Position annotation records
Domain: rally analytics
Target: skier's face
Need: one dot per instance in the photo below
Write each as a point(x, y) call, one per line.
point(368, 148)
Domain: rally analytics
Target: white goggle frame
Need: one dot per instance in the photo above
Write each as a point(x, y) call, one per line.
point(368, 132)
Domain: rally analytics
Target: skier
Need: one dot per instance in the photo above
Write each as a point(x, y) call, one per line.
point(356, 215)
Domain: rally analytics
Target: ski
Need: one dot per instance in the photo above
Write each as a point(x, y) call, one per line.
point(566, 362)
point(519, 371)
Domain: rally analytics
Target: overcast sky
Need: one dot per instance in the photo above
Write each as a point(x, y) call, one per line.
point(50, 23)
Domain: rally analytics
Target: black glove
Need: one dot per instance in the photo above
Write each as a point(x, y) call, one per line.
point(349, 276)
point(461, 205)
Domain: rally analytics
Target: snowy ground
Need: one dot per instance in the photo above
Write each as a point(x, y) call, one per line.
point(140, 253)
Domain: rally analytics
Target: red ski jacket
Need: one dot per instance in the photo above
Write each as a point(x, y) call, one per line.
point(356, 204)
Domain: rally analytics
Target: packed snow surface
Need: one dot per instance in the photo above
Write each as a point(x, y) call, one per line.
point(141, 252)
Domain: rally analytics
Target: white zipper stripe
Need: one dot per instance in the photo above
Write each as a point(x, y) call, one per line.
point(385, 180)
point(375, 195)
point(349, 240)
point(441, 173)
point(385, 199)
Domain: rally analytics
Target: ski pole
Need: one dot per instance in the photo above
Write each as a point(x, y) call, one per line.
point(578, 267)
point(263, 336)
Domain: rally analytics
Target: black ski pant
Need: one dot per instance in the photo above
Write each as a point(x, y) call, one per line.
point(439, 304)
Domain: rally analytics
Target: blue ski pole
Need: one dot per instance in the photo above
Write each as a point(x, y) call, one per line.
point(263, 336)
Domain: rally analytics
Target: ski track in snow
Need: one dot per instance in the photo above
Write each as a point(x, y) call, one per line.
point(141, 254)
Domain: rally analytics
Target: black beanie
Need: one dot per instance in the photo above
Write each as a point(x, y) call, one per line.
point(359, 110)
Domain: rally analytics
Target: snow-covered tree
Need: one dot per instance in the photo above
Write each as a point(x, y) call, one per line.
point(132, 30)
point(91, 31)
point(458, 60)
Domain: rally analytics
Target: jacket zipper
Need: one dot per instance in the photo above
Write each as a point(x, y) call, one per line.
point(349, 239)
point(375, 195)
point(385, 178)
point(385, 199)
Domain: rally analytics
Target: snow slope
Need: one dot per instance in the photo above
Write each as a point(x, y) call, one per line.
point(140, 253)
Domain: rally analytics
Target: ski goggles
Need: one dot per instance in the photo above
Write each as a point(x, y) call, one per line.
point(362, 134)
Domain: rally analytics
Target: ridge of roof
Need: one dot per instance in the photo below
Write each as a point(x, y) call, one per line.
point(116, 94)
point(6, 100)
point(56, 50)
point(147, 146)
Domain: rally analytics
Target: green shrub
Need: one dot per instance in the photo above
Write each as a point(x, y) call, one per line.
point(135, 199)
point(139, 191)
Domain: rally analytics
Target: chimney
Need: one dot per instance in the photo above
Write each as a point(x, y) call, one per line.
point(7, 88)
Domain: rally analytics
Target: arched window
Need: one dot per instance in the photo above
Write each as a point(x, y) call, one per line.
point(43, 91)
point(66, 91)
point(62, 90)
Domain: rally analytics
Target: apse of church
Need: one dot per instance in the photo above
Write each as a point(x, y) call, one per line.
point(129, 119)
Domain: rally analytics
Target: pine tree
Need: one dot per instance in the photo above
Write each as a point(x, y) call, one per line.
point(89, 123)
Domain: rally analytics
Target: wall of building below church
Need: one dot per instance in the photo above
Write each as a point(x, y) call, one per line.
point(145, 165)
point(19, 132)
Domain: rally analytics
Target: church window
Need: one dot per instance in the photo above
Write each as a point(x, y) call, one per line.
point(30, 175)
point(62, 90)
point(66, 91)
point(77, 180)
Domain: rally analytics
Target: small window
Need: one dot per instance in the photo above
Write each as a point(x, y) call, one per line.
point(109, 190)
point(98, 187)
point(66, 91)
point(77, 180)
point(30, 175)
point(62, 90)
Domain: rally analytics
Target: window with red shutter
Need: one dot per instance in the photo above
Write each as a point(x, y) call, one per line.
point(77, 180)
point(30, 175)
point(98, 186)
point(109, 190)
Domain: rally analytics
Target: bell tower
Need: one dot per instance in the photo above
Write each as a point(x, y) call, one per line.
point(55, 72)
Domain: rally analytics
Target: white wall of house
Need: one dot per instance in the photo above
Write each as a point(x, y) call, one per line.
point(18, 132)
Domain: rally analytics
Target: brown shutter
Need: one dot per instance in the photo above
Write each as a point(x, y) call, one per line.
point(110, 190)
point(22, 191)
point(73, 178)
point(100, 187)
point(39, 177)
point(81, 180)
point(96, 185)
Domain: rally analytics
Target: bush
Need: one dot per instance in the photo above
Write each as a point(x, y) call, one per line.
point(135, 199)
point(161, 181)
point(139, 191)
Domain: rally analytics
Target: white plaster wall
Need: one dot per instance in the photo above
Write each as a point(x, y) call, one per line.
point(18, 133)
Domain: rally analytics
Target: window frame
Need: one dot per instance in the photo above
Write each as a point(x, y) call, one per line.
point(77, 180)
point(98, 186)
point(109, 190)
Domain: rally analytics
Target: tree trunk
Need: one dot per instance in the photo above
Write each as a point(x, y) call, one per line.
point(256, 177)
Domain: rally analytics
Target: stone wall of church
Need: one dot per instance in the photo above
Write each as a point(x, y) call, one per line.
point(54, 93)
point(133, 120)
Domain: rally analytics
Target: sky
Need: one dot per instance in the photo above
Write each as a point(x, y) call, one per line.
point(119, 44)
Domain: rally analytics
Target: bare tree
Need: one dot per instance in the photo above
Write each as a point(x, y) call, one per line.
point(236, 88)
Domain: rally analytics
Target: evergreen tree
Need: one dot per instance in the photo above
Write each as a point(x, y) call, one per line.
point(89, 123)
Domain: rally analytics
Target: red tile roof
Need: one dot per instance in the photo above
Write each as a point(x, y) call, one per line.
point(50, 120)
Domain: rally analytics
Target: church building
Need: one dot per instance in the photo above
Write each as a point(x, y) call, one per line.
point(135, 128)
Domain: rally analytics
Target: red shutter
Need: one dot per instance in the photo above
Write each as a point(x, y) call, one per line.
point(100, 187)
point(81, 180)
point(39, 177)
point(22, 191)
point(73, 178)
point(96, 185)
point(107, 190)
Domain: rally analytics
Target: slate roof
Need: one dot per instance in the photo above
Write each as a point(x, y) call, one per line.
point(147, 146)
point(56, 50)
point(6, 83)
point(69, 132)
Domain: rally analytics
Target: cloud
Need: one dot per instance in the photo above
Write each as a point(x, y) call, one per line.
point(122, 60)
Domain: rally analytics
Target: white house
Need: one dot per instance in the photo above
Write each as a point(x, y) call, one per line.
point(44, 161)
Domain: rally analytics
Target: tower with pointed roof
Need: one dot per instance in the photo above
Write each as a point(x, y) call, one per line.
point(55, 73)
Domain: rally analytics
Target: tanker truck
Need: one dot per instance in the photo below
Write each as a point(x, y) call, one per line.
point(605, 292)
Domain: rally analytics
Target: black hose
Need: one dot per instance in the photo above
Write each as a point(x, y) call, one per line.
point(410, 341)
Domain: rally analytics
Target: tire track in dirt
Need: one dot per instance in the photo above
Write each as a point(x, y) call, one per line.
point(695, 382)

§ What the task requires:
Can you copy every one of the records above line for line, with no changes?

§ Response to this task:
Domain: rally analytics
Target: skier's face
Need: one dot per instance in the photo below
Write each as a point(x, y) call, one per line.
point(368, 148)
Domain: rally analytics
Target: white goggle frame
Need: one dot per instance in the photo above
Write each as a point(x, y) call, one per line.
point(368, 132)
Domain: rally analytics
Target: skier
Need: one dot per instance in the photo above
Write each as a point(x, y) call, one per line.
point(356, 215)
Domain: rally analytics
Target: ski
Need: one dot per instance in the photo above
Write each as a point(x, y) call, one per line.
point(566, 362)
point(519, 371)
Domain: rally analytics
Target: overcast sky
Need: one dot per instance in the photo above
Write each as a point(x, y) call, one per line.
point(50, 23)
Domain: rally analytics
Target: black glove
Need: one dot per instance in the photo above
Write each as a point(x, y) call, one per line.
point(349, 276)
point(461, 205)
Domain: rally analytics
Target: snowy ground
Need: one dot per instance in the photo above
Write each as a point(x, y) call, one per line.
point(140, 253)
Domain: rally analytics
Target: red ski jacket
Need: one dot per instance in the photo above
Write each as a point(x, y) call, one per line.
point(356, 204)
Domain: rally analytics
Target: packed snow surface
Need: one dot per instance in the photo above
Write each as a point(x, y) call, one per line.
point(141, 252)
Domain: rally analytics
Target: white zipper stripe
Need: one dot per instance in the photo above
Write each as a point(x, y) call, one per line.
point(385, 180)
point(375, 195)
point(349, 240)
point(441, 173)
point(385, 199)
Domain: rally analytics
Target: ski pole
Need: one dot per instance in the photo above
Write each as a point(x, y) call, one per line.
point(578, 267)
point(263, 336)
Domain: rally analytics
Target: black ski pant
Need: one dot per instance in the photo above
Write each as a point(x, y) call, one per line.
point(439, 304)
Domain: rally analytics
Target: blue ski pole
Need: one dot per instance in the photo above
Write each as a point(x, y) call, one per line.
point(263, 336)
Domain: rally analytics
Target: ski track in snow
Need: one dot per instance in the photo above
Write each as a point(x, y) call, one per line.
point(141, 254)
Domain: rally analytics
Target: black beanie
Need: one dot per instance in the photo above
Write each as a point(x, y) call, one per line.
point(359, 110)
Domain: rally analytics
Target: snow-covered tree
Need: one dot per instance in the photo above
Write each as a point(x, y) call, one per line.
point(132, 30)
point(91, 31)
point(458, 60)
Domain: rally analytics
Target: jacket zipper
Need: one dot per instance in the photo above
Write each as a point(x, y) call, one per line.
point(349, 239)
point(375, 195)
point(385, 178)
point(385, 199)
Domain: rally analytics
Target: snow slope
Need: one dot per instance in the photo above
Write each as a point(x, y) call, one per line.
point(140, 253)
Domain: rally analytics
Target: ski goggles
Need: one dot per instance in the photo above
Write each as a point(x, y) call, one per line.
point(362, 134)
Domain: rally analytics
Target: ridge of roof
Need: one dot per instance in the photo below
Write each as a point(x, y) call, one per line.
point(116, 94)
point(6, 100)
point(56, 50)
point(147, 146)
Domain: rally analytics
Target: green shrub
Need: one dot per instance in the photo above
Write each as a point(x, y) call, one per line.
point(135, 199)
point(139, 191)
Domain: rally analytics
Target: chimney
Need: one dot per instance in the photo above
Write each as a point(x, y) call, one per line.
point(7, 88)
Domain: rally analytics
Target: arched window
Need: one dot per instance in the photo above
Write each as a point(x, y) call, one per line.
point(43, 91)
point(66, 91)
point(62, 90)
Domain: rally analytics
Target: apse of church
Need: one dot per instance in the photo above
Write each as a point(x, y) call, one per line.
point(129, 119)
Domain: rally analytics
Target: pine tree
Need: one dot per instance in the photo above
Write each as a point(x, y) call, one per line.
point(89, 123)
Domain: rally analytics
Target: wall of building below church
Need: one dot per instance in the photo above
Write each as a point(x, y) call, one per line.
point(145, 165)
point(19, 132)
Domain: rally analytics
Target: church window
Need: one dot per instance in the photo above
Write each as a point(x, y) call, one per line.
point(30, 175)
point(62, 90)
point(66, 91)
point(77, 180)
Domain: rally analytics
Target: small window
Need: one dot per instance in the photo above
Write each as a point(x, y) call, one per line.
point(109, 190)
point(98, 187)
point(66, 91)
point(77, 180)
point(30, 175)
point(62, 90)
Domain: rally analytics
Target: window with red shutter
Need: one dot per instance in the photo above
Write each as a point(x, y) call, one per line.
point(77, 180)
point(30, 175)
point(98, 186)
point(109, 190)
Domain: rally analytics
Target: bell tower
Need: one dot per instance in the photo above
Write each as a point(x, y) call, one per line.
point(55, 72)
Domain: rally analytics
Target: white wall of house
Need: one dot per instance in the photo above
Write each as a point(x, y) call, one per line.
point(18, 132)
Domain: rally analytics
Target: brown shutter
Need: one dot per instance in the photo above
Write each as a point(x, y) call, one per line.
point(110, 190)
point(22, 191)
point(73, 178)
point(100, 187)
point(39, 177)
point(81, 180)
point(96, 185)
Domain: rally analytics
Target: bush
Need: one dot per instance in the photo above
Write each as a point(x, y) call, one per line.
point(135, 199)
point(161, 181)
point(139, 191)
Domain: rally analytics
Target: white plaster wall
Need: one dot per instance in the photo above
Write each as a point(x, y) call, one per line.
point(18, 133)
Domain: rally analytics
Target: window frame
Need: one dot per instance in the photo above
Write each as a point(x, y) call, one per line.
point(77, 180)
point(98, 186)
point(109, 190)
Domain: rally analytics
Target: tree trunk
Need: one dot per instance in the photo above
Write each as a point(x, y) call, one per line.
point(256, 177)
Domain: rally analytics
Target: stone wall of church
Need: one dot per instance in the photo above
Write each as a point(x, y) call, one per line.
point(54, 93)
point(133, 120)
Domain: rally analytics
Target: sky
Need: one dot per instance in the photo above
Write each as a point(x, y) call, one per line.
point(119, 44)
Domain: rally analytics
Target: bare tree
Need: one dot per instance in the photo above
Write each as a point(x, y) call, one per line.
point(236, 88)
Domain: rally analytics
Target: evergreen tree
Need: one dot per instance in the photo above
Write each as a point(x, y) call, one per line.
point(89, 123)
Domain: rally analytics
Target: red tile roof
Need: one dot per instance in the photo above
Write each as a point(x, y) call, one per line.
point(50, 120)
Domain: rally analytics
Target: church building
Need: one dot per instance in the photo above
Write each as a point(x, y) call, one per line.
point(135, 128)
Domain: rally analytics
Target: red shutter
Need: one dot per instance in the photo above
Write each as a point(x, y) call, one per line.
point(100, 187)
point(81, 180)
point(39, 177)
point(22, 191)
point(73, 178)
point(96, 185)
point(107, 190)
Domain: rally analytics
Target: slate roof
Need: one dot per instance in the photo above
Write each as a point(x, y) call, one per line.
point(147, 146)
point(56, 50)
point(6, 83)
point(69, 132)
Domain: rally analytics
Target: cloud
Need: one dot per instance in the photo above
Write each as a point(x, y) call, one per line.
point(122, 60)
Domain: rally analytics
Target: white house
Need: one dot per instance in the photo above
Write each as a point(x, y) call, one per line.
point(44, 161)
Domain: rally analytics
Target: tower with pointed roof
Need: one dot per instance in the photo above
Write each as a point(x, y) call, one per line.
point(55, 73)
Domain: rally analytics
Target: tanker truck
Need: one dot per instance in the photo below
Write each as a point(x, y) call, one per line.
point(605, 292)
Domain: rally analytics
Target: black hose
Need: one dot per instance in the photo above
Write each as a point(x, y) call, one per line.
point(410, 341)
Domain: rally analytics
Target: tire track in dirt
Need: one dot per instance in the photo above
Write each as a point(x, y) call, one per line.
point(695, 382)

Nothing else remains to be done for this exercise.